- _BRANO DI TESTO_:
━━━━━━
Dal Vangelo di Matteo (2, 13-18)
13 Essi erano appena partiti, quando un angelo del Signore apparve in sogno a Giuseppe e gli disse:
«Àlzati, prendi con te il bambino e sua madre, fuggi in Egitto e resta là finché non ti avvertirò:
Erode infatti vuole cercare il bambino per ucciderlo». 14 Egli si alzò, nella notte, prese il bambino e
sua madre e si rifugiò in Egitto, 15 dove rimase fino alla morte di Erode, perché si compisse ciò che
era stato detto dal Signore per mezzo del profeta: Dall’Egitto ho chiamato mio figlio. 16 Quando
Erode si accorse che i Magi si erano presi gioco di lui, si infuriò e mandò a uccidere tutti i bambini
che stavano a Betlemme e in tutto il suo territorio e che avevano da due anni in giù, secondo il
tempo che aveva appreso con esattezza dai Magi. 17 Allora si compì ciò che era stato detto per mezzo
del profeta Geremia: 18 Un grido è stato udito in Rama, un pianto e un lamento grande: ”Rachele
piange i suoi figli e non vuole essere consolata, perché non sono più”.
━━━━━━
- _MATERIALE ELENCATO_:

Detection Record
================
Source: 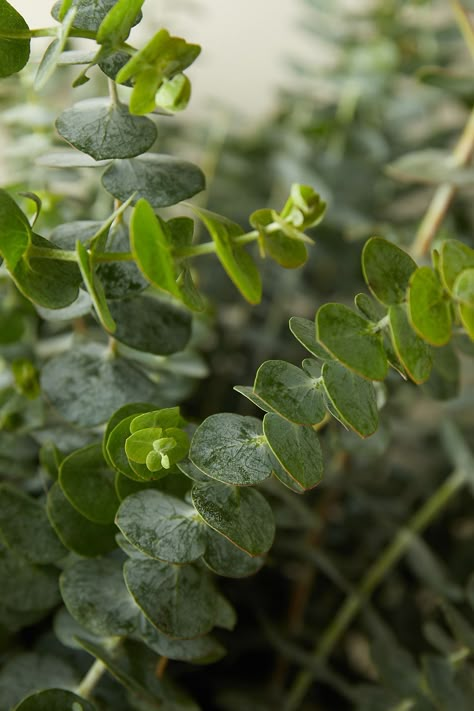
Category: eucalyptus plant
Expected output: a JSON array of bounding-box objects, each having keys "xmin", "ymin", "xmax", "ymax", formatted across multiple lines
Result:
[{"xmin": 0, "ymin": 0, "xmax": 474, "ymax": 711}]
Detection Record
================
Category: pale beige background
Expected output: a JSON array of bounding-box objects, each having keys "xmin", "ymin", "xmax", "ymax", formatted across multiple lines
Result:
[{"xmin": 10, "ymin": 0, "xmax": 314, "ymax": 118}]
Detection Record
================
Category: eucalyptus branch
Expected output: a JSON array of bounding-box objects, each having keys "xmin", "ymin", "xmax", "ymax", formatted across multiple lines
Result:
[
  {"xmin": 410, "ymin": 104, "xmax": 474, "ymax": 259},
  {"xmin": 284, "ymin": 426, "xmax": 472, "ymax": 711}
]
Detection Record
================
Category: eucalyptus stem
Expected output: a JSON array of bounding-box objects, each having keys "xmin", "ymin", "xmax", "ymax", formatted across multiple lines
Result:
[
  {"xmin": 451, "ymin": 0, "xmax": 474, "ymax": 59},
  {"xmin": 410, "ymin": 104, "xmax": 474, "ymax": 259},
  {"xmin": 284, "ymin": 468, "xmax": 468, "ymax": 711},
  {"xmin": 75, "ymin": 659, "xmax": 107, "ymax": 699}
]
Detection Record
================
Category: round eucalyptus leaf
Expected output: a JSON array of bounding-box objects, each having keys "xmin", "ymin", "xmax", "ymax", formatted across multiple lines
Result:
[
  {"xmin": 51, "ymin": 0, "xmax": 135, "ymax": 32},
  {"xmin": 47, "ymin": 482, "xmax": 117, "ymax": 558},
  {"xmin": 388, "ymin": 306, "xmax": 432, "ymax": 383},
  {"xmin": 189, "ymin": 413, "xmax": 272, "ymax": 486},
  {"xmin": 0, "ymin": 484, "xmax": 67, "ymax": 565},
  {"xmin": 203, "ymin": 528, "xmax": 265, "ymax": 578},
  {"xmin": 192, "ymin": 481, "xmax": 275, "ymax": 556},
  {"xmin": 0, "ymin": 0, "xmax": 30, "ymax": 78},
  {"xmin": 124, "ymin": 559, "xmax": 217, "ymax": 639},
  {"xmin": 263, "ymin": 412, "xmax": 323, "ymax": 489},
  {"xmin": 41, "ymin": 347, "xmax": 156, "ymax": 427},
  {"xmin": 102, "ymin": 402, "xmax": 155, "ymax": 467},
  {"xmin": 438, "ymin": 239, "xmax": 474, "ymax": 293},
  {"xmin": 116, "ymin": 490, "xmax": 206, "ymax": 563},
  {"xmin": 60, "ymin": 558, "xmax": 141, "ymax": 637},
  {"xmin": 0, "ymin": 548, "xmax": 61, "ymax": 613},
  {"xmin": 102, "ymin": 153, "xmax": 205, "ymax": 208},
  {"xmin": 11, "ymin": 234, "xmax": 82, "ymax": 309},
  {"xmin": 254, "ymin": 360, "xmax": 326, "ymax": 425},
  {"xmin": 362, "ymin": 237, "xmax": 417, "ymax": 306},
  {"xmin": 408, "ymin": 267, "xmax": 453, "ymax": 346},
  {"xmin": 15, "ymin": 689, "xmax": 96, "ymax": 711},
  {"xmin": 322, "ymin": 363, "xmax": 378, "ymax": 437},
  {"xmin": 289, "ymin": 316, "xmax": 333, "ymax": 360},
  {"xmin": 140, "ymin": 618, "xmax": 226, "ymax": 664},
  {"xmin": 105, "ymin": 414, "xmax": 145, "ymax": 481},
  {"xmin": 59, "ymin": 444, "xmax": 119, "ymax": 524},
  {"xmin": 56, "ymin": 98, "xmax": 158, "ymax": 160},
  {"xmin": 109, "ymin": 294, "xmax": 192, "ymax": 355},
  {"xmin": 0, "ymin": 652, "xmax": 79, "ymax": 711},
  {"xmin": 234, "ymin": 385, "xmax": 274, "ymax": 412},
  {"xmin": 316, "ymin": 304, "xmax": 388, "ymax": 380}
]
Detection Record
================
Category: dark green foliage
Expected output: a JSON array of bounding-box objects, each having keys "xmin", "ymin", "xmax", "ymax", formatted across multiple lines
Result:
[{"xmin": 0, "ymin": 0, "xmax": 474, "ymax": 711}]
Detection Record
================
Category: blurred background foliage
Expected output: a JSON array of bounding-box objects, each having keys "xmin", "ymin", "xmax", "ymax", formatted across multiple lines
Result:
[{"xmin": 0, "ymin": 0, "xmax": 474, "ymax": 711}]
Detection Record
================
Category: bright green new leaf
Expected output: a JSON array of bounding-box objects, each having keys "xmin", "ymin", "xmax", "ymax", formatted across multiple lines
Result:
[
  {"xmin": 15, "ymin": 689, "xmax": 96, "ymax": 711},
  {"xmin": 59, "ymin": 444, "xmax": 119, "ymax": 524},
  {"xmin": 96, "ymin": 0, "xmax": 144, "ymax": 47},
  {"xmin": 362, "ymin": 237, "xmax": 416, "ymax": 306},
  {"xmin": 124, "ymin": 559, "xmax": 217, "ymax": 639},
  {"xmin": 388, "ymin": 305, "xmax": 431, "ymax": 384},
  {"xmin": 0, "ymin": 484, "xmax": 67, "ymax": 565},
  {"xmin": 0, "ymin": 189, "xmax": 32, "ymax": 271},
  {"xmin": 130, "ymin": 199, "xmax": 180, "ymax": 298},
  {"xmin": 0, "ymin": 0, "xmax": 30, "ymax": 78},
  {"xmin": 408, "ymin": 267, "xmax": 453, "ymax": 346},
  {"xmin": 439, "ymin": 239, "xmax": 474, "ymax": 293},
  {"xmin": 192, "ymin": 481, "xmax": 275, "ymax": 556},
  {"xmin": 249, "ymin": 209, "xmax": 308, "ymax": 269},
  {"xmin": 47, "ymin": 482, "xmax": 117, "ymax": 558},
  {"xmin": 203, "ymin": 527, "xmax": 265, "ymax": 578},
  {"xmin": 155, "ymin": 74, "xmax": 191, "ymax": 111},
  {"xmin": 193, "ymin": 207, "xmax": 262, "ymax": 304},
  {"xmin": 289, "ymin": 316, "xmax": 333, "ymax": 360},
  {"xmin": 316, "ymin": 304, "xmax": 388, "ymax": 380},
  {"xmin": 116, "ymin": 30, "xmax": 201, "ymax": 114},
━━━━━━
- _COMPITO DA SVOLGERE_:
Rispondi alle domande seguenti sul brano del Vangelo di Matteo.
1. In quale paese l'angelo ordina a Giuseppe di fuggire?
2. Fino a quando Giuseppe rimase in quel paese?
3. In quale luogo, secondo la profezia di Geremia, è stato udito un grido?

- _RISPOSTA CORRETTA_:
1. In Egitto.
2. Fino alla morte di Erode.
3. In Rama.